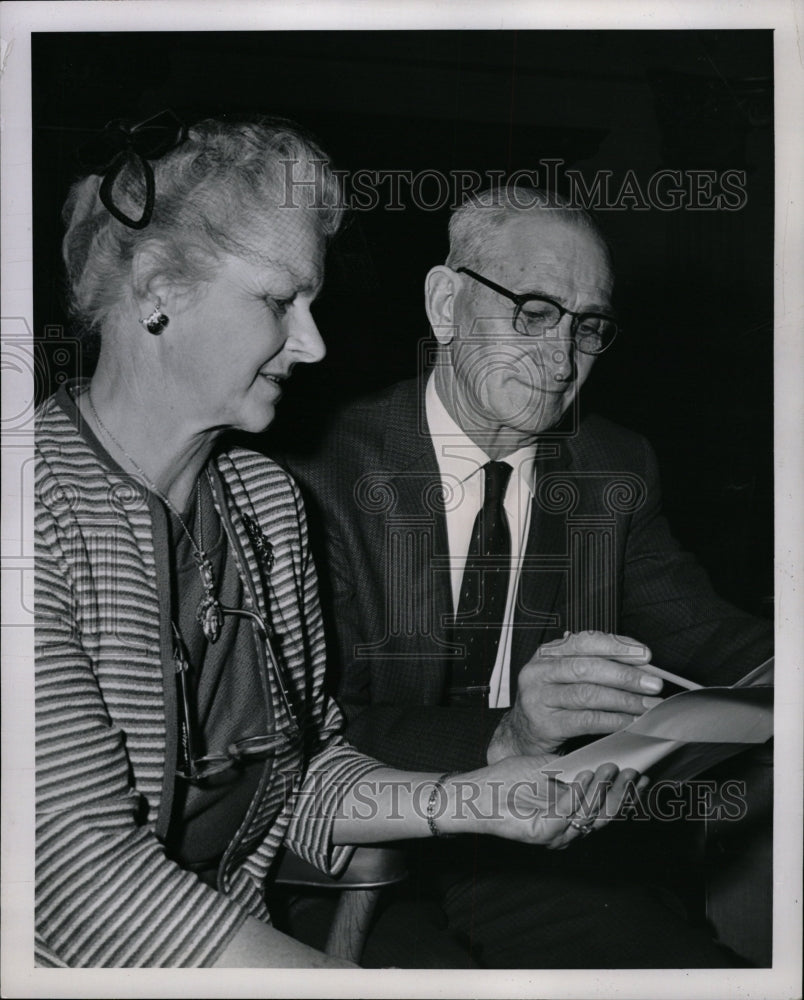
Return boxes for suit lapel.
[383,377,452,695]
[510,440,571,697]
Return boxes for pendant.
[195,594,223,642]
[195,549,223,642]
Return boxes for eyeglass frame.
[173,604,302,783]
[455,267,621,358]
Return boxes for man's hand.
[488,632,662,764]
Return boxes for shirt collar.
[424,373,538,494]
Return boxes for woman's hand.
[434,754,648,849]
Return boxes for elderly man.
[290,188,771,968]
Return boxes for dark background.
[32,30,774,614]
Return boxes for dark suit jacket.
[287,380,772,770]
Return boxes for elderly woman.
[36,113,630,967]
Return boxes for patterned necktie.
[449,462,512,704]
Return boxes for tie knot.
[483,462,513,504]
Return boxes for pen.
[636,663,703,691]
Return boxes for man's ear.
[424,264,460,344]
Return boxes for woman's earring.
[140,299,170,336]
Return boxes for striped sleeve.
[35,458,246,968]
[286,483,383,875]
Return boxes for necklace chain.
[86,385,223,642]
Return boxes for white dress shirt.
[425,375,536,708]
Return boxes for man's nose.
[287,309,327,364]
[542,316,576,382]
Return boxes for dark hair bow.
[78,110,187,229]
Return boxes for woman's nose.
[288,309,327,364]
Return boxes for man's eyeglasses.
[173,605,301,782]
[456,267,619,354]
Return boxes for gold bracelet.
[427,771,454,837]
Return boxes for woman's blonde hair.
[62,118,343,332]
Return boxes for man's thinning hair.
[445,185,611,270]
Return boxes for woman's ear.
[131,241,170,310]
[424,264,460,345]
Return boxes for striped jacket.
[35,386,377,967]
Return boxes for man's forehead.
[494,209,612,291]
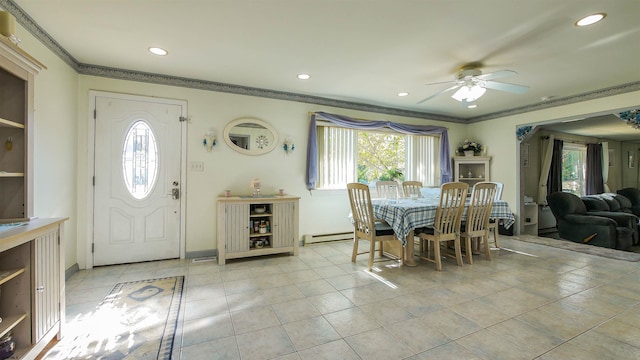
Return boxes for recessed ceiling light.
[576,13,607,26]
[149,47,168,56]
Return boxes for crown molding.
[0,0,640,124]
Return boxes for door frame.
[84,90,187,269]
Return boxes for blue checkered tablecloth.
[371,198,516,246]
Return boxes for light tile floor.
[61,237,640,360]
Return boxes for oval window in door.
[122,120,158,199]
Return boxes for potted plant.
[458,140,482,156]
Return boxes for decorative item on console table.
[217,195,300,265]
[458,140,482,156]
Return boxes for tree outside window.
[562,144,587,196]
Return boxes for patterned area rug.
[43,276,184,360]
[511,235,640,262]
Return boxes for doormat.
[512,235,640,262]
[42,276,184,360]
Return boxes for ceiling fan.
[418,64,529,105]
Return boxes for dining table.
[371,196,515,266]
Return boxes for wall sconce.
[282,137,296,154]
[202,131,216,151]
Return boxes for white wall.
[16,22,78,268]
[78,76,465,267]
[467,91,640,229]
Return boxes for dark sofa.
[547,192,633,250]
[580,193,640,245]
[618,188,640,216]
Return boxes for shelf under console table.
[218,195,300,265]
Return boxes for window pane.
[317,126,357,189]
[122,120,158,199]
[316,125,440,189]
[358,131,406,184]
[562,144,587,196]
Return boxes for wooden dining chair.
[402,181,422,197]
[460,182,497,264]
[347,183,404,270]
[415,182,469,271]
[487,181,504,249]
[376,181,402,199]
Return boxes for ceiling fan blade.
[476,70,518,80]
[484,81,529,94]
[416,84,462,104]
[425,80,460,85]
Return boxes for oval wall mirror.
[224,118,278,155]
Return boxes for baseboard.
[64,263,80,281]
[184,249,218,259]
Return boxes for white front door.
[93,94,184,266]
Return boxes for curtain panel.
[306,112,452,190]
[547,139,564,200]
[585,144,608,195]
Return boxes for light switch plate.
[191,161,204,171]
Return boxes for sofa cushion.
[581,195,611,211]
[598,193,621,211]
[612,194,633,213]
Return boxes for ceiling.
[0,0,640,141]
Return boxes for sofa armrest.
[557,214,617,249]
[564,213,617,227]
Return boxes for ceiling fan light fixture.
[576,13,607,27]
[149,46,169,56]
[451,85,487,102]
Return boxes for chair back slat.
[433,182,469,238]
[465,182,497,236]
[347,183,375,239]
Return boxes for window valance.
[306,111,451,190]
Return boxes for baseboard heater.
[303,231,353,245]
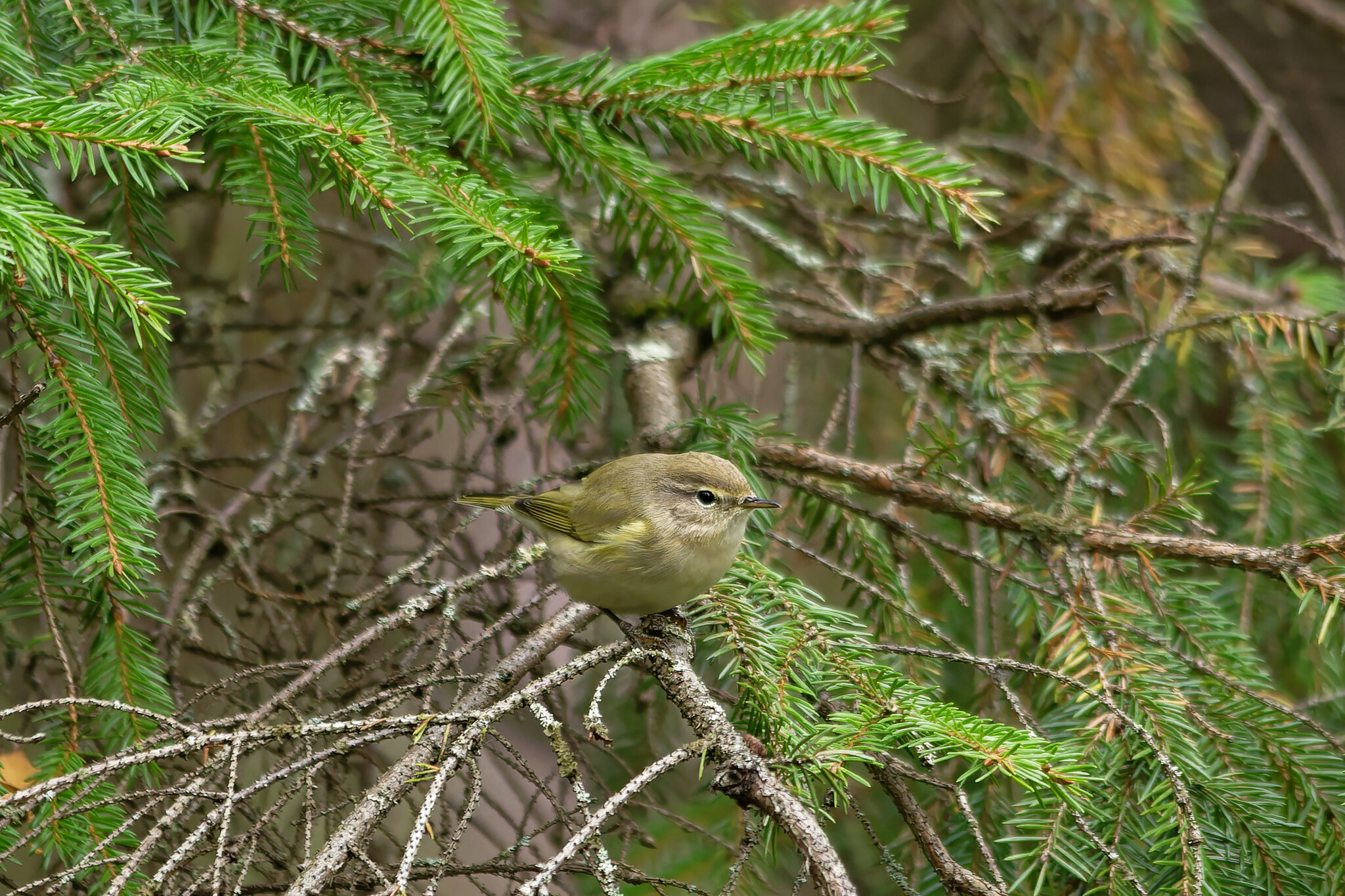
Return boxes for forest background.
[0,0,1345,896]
* * *
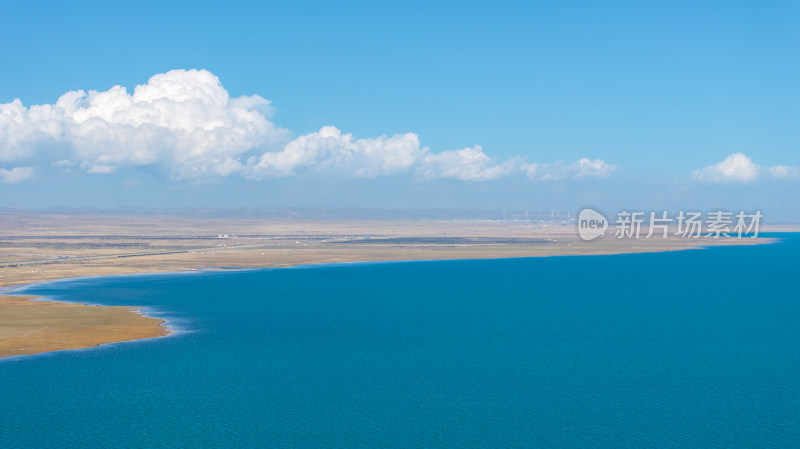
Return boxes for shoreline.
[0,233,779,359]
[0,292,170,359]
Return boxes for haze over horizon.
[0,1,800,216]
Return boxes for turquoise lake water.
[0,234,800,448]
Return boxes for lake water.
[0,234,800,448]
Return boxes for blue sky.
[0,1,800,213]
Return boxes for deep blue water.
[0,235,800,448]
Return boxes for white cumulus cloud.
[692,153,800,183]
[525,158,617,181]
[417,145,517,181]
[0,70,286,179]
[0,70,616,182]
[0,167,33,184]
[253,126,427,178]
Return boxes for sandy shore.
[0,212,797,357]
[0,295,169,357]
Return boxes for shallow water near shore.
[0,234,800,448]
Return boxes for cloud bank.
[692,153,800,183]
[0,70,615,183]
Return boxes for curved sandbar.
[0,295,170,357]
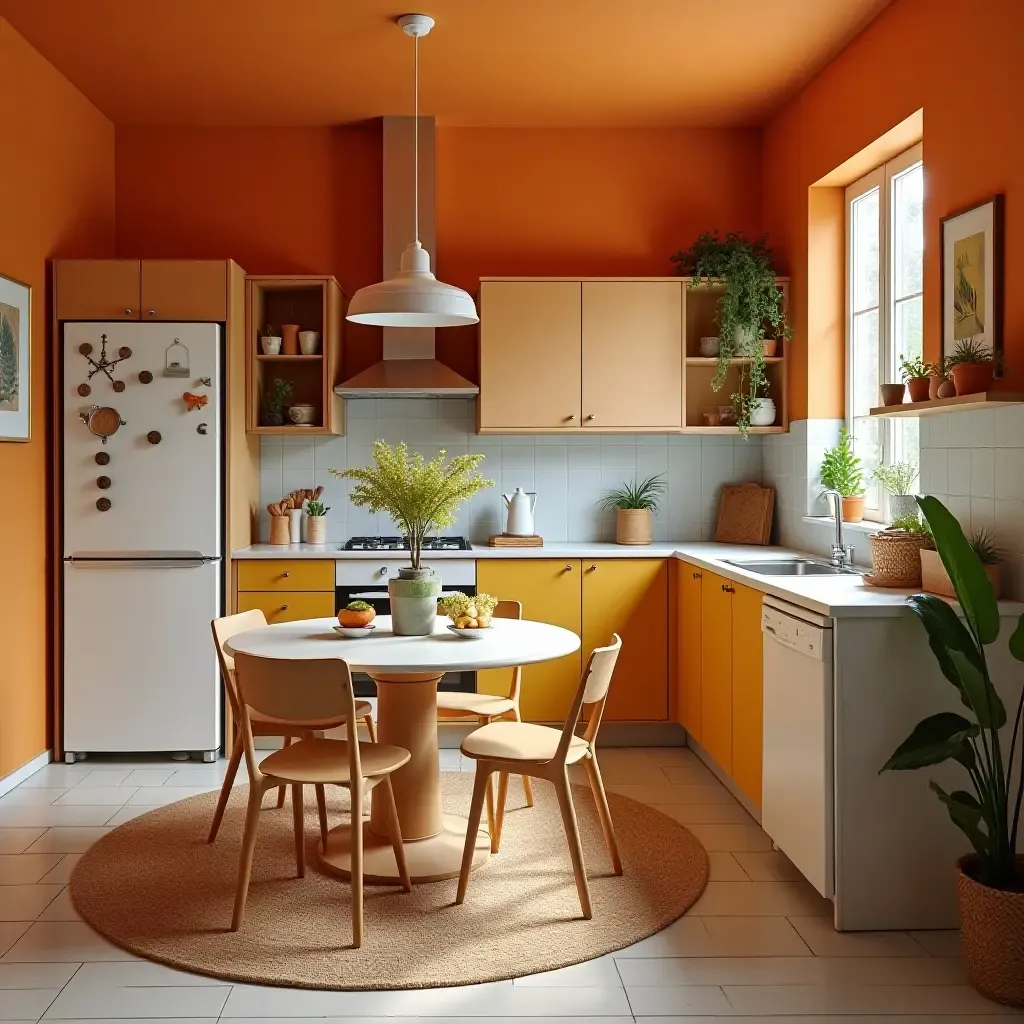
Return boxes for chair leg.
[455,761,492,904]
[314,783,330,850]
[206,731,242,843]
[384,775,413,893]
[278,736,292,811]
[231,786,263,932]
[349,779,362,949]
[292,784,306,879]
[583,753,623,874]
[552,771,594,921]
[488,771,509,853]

■ WHAT TO PRODUCE:
Pull out each line of the material above that contains the string "patterned" and copy it unchanged.

■ REPLY:
Return boxes for patterned necktie.
Return boxes for patterned area rug.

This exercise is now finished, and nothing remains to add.